Текст для чтения:

Эти реформы проводят странные и немножко сумасшедшие по своему люди, с глазами, полными отчаянья, дикой усталости и такой же дикой решимости довести начатое до конца. Реформа или смерть. Такие глаза я видел до этого только на Майдане в феврале прошлого года.
Вот эти, верящие в изменения люди и компромисс — это и есть суть всех реформ в Украине.
Атос, Партос и Компромисс, как говорили в одном фильме.
Решительность и «давайте не надо, вдруг обойдется».
Вчера, на встрече блогеров с авторами законопроекта № 2490 о реформе государственной службы, я видел их, Атосов, Портосов и Компромиссов.
Да, нужные изменения.
Да, убирается политическое влияние на чиновников. Но конкурс на посты чиновников будет проводить комиссия, которая будет состоять из — представителя президента, представителя каждой фракции из ВР, представителя от кабмина и т. д. Но это же политическое влияние? В какой-то мере, но вы же понимаете, что это компромисс, иначе ВР не проголосует за реформу. И президент не подпишет.
Да, в комиссию должны быть заявлены не менее трети общественных деятелей. Но кто эти люди и какой механизм их отбора — не понятно. Этот механизм потом как-то пропишут отдельным нормативным актом к закону. А вдруг, если его сейчас прописать, он не понравится, и не проголосуют. Компромисс.
Да, снижается количество чиновников, да, их ориентируют больше на результат, их работу оценивают по показателям эффективности, да, вводят обязательное тестирование, но детали прописанных основных изменений будут дорабатываться в 28-ми подзаконных актах, которые еще не готовы. А законопроект уже голосуется во вторник во втором чтении. Компромисс?
Компромисс.
Нужна такая реформа стране? Конечно нужна.
Потому что тогда телега двигается в нужную сторону, даже если её тянут компромиссные щука, рак и лебедь.
И выходить на третий Майдан — значит участвовать в законопроектах, вносить инициативы, писать своим депутатам и ходить к ним на прием, добиваться от них принятия нужных для страны реформ.
И выдавливать этот компромисс, как щитами выдавливали «беркутовцев» от майдана.
19.11.2015
Че там у хохлов?.
Первое ответственное задание по оказанию братской помощи неизвестному, но терпящему бедствие коллективу, Света получила в шесть лет, в старшей группе детского сада. Надо было клеить бумажные пакетики для ростков молодой капусты. Воспитательница выдала норматив — сто пакетиков с каждого ребенка. Но кто сделает больше всех, имя того героя увековечат в похвальной грамоте с почетным размещением таковой на доске объявлений при входе в детский сад.

Извлечённые данные:

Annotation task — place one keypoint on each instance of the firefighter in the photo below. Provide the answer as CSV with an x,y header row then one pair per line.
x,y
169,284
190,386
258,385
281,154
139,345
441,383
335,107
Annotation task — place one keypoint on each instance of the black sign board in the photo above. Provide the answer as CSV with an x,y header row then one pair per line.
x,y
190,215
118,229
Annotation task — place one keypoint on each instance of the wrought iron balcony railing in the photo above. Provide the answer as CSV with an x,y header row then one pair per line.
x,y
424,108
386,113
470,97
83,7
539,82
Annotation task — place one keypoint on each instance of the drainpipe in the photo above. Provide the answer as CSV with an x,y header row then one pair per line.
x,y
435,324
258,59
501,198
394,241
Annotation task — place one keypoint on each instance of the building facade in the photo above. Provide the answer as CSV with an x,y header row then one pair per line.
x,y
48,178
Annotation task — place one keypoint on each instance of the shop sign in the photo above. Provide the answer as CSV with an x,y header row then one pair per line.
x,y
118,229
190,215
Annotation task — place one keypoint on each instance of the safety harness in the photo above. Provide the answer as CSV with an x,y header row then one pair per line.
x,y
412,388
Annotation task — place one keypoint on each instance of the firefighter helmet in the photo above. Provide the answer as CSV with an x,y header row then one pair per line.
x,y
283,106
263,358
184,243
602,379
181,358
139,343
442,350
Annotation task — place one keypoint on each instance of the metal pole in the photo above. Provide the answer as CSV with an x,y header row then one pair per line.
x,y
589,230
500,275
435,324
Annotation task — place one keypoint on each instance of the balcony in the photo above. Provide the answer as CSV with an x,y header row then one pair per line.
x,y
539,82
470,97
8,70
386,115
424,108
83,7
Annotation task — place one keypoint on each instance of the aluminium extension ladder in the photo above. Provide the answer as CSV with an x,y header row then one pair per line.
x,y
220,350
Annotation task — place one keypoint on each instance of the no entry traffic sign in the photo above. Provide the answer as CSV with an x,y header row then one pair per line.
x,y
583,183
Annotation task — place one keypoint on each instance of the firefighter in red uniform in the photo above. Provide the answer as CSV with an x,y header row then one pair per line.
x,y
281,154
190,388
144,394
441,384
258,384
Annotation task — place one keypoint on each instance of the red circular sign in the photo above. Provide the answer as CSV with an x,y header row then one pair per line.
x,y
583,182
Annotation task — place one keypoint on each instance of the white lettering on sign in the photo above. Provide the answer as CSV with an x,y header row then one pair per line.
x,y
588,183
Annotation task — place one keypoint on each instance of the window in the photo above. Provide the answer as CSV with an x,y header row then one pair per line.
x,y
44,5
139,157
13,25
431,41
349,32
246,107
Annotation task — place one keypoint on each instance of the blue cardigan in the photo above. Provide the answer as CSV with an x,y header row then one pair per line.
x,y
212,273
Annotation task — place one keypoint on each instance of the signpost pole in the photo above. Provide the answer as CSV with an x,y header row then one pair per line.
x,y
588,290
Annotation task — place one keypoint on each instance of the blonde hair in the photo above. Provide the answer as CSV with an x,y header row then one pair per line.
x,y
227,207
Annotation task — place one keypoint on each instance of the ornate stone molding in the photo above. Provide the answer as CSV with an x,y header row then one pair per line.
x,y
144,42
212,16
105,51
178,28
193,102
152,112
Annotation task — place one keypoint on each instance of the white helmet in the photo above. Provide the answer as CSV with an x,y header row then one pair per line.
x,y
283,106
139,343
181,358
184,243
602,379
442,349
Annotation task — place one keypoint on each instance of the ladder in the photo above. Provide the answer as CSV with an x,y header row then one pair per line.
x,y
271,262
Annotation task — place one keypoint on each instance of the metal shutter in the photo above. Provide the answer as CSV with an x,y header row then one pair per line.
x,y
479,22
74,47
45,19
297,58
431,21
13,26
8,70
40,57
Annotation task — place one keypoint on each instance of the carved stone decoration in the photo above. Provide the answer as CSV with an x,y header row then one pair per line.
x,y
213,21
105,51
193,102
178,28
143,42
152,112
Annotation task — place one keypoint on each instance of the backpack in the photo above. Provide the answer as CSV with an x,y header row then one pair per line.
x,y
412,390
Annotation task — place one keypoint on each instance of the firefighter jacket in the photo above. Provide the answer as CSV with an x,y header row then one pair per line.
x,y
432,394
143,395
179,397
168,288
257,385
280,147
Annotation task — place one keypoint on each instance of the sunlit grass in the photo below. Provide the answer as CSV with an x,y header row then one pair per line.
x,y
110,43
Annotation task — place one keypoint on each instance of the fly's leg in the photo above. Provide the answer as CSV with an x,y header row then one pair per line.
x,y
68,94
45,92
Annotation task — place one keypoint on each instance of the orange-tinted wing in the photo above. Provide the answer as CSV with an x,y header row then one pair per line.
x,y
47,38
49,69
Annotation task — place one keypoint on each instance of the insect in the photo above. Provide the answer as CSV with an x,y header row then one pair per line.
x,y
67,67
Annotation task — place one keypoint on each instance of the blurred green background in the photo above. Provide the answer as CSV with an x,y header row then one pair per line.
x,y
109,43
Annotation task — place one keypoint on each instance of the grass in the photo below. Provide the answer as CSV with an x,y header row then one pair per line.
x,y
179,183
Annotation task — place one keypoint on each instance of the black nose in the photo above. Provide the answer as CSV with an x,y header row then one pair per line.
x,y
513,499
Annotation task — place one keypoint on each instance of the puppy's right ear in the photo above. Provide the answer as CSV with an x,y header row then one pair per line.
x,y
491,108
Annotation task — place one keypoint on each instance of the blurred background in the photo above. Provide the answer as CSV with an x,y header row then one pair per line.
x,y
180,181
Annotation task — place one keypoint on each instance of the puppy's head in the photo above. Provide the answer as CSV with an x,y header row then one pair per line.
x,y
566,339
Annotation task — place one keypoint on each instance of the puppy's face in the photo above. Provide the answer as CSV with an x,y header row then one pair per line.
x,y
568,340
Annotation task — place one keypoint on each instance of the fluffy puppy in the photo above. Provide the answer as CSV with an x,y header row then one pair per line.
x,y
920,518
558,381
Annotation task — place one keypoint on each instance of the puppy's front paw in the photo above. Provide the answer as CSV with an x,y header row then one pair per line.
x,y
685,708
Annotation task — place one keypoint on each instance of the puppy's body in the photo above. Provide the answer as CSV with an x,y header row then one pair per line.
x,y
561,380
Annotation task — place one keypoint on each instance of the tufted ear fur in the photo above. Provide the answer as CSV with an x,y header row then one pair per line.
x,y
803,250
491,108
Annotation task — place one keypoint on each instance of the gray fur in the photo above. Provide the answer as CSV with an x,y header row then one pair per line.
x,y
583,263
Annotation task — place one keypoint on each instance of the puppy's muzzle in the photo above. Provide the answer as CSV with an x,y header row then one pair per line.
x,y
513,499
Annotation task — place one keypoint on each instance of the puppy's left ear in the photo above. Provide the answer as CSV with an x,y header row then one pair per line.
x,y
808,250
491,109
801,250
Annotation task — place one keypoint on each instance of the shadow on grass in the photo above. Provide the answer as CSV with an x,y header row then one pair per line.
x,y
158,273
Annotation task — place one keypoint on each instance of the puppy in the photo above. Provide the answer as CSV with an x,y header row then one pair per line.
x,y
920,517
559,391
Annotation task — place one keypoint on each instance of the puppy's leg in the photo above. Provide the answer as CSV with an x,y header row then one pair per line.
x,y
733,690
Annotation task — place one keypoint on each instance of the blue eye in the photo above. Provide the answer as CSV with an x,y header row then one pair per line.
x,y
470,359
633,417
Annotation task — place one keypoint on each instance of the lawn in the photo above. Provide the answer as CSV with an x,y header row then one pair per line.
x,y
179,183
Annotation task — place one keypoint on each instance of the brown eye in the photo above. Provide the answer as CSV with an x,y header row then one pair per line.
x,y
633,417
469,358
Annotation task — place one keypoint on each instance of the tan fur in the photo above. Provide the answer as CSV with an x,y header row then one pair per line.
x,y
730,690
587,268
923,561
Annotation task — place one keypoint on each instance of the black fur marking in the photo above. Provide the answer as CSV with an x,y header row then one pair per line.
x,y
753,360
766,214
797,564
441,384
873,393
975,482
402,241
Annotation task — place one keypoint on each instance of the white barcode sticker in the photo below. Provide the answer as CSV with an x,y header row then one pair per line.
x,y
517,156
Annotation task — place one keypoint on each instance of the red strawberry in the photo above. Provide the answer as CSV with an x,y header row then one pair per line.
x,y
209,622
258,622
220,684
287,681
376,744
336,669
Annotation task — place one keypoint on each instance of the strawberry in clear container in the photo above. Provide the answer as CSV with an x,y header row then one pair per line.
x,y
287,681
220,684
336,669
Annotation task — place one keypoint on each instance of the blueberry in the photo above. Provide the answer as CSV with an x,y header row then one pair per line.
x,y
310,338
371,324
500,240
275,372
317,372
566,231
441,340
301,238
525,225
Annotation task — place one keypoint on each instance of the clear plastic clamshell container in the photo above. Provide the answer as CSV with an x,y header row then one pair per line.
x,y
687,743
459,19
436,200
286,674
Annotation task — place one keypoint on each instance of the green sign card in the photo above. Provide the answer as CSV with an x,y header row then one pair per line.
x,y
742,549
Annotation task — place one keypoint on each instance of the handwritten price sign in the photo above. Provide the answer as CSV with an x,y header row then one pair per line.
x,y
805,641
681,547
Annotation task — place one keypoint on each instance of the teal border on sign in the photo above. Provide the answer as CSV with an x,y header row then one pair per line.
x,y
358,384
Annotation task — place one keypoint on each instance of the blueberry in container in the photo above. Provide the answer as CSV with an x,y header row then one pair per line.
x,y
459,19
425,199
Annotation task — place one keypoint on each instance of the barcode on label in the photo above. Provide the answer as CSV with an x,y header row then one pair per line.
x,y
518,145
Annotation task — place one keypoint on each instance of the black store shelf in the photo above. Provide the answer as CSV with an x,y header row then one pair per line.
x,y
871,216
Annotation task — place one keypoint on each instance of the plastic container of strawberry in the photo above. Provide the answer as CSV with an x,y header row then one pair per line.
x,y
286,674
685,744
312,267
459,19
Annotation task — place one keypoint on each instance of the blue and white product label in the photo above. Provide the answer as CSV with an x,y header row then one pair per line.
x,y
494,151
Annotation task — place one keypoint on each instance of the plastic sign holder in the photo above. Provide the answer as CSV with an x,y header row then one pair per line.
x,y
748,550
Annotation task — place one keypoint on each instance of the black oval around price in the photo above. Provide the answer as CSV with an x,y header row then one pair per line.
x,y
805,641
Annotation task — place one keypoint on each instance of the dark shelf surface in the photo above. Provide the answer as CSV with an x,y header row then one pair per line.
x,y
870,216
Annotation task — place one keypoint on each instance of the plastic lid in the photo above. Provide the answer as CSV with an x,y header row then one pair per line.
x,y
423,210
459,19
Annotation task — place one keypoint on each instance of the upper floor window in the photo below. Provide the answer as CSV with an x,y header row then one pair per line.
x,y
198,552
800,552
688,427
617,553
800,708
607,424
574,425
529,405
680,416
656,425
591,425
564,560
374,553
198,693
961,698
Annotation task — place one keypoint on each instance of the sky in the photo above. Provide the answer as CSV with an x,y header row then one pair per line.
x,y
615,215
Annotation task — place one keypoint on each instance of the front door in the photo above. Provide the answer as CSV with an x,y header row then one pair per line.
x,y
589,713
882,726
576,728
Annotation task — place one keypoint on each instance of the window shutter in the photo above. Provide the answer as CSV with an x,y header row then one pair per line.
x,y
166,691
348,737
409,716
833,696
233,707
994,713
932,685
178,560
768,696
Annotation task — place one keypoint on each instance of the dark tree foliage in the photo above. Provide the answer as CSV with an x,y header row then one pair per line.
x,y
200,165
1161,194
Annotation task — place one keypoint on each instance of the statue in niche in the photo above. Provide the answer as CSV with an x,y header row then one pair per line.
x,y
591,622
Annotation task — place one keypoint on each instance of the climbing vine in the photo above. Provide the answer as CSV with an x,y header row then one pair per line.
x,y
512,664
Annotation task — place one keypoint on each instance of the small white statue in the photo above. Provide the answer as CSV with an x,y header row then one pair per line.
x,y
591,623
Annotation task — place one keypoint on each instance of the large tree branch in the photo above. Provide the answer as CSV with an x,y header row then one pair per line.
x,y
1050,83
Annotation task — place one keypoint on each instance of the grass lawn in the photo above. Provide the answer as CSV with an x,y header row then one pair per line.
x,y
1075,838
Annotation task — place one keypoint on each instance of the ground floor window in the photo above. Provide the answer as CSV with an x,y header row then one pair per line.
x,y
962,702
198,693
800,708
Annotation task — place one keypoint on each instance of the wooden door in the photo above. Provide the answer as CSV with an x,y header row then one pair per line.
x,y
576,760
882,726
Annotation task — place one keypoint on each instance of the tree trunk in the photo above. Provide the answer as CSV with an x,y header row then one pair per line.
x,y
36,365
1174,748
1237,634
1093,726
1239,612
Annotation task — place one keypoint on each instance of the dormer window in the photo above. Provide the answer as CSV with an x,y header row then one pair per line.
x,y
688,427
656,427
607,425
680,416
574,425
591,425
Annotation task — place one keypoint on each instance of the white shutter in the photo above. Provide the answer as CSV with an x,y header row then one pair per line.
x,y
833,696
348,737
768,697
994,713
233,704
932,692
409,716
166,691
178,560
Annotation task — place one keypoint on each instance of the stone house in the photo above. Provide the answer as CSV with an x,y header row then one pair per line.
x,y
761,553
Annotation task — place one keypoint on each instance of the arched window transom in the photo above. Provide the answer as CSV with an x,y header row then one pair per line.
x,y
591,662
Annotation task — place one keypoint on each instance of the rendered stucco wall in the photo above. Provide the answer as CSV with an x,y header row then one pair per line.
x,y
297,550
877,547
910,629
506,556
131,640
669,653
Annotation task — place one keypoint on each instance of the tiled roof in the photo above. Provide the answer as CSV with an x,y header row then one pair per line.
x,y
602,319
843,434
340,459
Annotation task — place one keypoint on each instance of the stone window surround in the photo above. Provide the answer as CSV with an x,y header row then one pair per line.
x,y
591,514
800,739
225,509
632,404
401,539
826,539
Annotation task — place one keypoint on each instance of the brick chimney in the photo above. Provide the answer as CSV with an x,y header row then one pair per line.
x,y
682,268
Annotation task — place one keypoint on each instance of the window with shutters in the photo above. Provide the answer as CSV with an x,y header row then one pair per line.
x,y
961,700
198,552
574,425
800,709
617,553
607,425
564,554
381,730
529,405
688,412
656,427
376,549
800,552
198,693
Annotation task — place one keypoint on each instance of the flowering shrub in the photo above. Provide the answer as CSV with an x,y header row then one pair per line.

Что сделать:
(a) Какой номер у законопроекта о реформе государственной службы, упомянутого в тексте для чтения?
(b) Дайте продолжение текста для чтения, начиная сразу после его последнего предложения.

Ответы:
(a) № 2490.

(b)
Преисполненная спасительного волнения, Света нацелилась на подвиг. Где-то в темных и холодных полях гибли, прорываясь из земли, ростки молодой капусты, замерзали, не согретые теплом бумажных пакетиков воспитанницы Светы. Страна и переполняющее чувство сострадания к умирающей капусте требовали подвига.
Пакетики клеили всей семьей и всю ночь, спасибо деду, сохранившему подписку газеты «Правда» за несколько лет.
Света помнила, как вечером, под синюшным отсветом телевизора, дед, нацепив на крупный нос очки, важно разворачивал кисло воняющую типографской краской газету, приговаривая:
— Ну-с, что там, как дела у нашей Индиры у дорогой Ганди…
Света с волнением слушала ровное гудение деда, читающего вслух о непростой борьбе храброй женщины против американского империализма.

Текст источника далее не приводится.